Work instructions: From the items below, please copy every line from the one containing "An <instance> block" through the one containing "positive clicks: (0, 1)", including both of those lines.

Data excerpts:
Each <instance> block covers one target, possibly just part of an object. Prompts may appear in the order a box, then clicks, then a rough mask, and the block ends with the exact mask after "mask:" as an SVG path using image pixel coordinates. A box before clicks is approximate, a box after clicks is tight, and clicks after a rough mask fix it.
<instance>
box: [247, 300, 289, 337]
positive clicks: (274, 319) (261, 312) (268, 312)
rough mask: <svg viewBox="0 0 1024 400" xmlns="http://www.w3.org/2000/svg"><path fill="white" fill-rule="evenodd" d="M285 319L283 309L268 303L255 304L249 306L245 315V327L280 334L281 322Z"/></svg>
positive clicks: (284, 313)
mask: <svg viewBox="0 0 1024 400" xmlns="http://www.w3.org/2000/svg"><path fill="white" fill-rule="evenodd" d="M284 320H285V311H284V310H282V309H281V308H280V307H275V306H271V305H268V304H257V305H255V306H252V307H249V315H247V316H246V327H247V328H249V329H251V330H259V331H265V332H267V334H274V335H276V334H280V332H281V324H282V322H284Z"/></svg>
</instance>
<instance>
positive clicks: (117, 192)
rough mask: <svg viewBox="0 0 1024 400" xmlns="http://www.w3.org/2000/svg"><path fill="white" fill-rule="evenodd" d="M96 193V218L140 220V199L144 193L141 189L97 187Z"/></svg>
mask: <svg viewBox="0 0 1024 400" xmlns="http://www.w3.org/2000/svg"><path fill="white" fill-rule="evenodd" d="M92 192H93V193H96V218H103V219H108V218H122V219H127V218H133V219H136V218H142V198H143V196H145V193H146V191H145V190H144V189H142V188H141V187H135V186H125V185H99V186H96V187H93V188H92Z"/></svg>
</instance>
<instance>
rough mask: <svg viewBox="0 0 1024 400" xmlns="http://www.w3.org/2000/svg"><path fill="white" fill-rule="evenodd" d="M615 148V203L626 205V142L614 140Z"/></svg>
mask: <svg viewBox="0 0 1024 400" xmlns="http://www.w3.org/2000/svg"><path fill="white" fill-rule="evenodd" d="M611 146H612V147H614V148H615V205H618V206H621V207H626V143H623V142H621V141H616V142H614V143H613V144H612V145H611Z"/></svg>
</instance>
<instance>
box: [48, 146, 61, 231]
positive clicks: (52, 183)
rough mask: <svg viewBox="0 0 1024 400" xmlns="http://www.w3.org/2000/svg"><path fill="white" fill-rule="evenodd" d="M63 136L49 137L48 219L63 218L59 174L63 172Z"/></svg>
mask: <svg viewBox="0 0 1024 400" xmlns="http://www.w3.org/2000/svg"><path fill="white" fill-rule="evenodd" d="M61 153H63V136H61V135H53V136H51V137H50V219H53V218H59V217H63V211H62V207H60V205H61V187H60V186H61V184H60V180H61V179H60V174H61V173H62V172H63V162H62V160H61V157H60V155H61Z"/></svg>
==
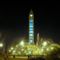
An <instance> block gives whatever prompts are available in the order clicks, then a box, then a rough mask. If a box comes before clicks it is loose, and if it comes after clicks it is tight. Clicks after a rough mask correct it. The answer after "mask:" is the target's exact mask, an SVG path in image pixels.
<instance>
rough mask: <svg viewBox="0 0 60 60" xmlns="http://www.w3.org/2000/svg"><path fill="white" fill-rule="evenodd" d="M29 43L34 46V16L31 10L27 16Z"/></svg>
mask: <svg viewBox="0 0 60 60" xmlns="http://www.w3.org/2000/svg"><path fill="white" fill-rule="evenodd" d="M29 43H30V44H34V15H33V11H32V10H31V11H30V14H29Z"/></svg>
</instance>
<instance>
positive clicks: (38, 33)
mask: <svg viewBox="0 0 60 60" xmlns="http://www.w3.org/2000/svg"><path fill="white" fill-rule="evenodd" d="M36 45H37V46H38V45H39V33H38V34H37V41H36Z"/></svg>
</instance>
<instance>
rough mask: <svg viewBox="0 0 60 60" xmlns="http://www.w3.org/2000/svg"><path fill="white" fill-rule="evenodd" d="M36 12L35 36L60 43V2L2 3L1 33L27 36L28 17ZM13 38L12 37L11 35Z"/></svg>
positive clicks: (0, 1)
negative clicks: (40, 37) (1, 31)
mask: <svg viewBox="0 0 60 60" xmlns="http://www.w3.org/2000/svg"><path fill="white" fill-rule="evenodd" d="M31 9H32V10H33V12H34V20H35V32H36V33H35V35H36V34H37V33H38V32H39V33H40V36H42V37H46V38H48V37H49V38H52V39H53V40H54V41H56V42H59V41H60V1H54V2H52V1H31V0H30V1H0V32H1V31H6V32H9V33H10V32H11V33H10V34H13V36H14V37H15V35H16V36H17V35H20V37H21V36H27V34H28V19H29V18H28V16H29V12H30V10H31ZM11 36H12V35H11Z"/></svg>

Finished task:
An <instance> block gives whatever prompts are available in the order clicks, then a box, then a rough mask. If a box comes before clicks it is loose, and if it comes after clicks it is tight. Clicks after a rough mask correct it. The answer after "mask:" is the target's exact mask, an SVG path in image pixels.
<instance>
rough mask: <svg viewBox="0 0 60 60" xmlns="http://www.w3.org/2000/svg"><path fill="white" fill-rule="evenodd" d="M29 43L34 46V16L31 10L27 16Z"/></svg>
mask: <svg viewBox="0 0 60 60" xmlns="http://www.w3.org/2000/svg"><path fill="white" fill-rule="evenodd" d="M29 43H30V44H34V15H33V11H32V10H31V11H30V14H29Z"/></svg>
</instance>
<instance>
positive clicks: (38, 33)
mask: <svg viewBox="0 0 60 60" xmlns="http://www.w3.org/2000/svg"><path fill="white" fill-rule="evenodd" d="M36 45H37V46H38V45H39V33H38V34H37V41H36Z"/></svg>
</instance>
<instance>
rough mask: <svg viewBox="0 0 60 60" xmlns="http://www.w3.org/2000/svg"><path fill="white" fill-rule="evenodd" d="M36 12L35 36L60 43V2L2 3L1 33L27 36L28 17ZM13 38L12 37L11 35Z"/></svg>
positive clicks: (0, 1)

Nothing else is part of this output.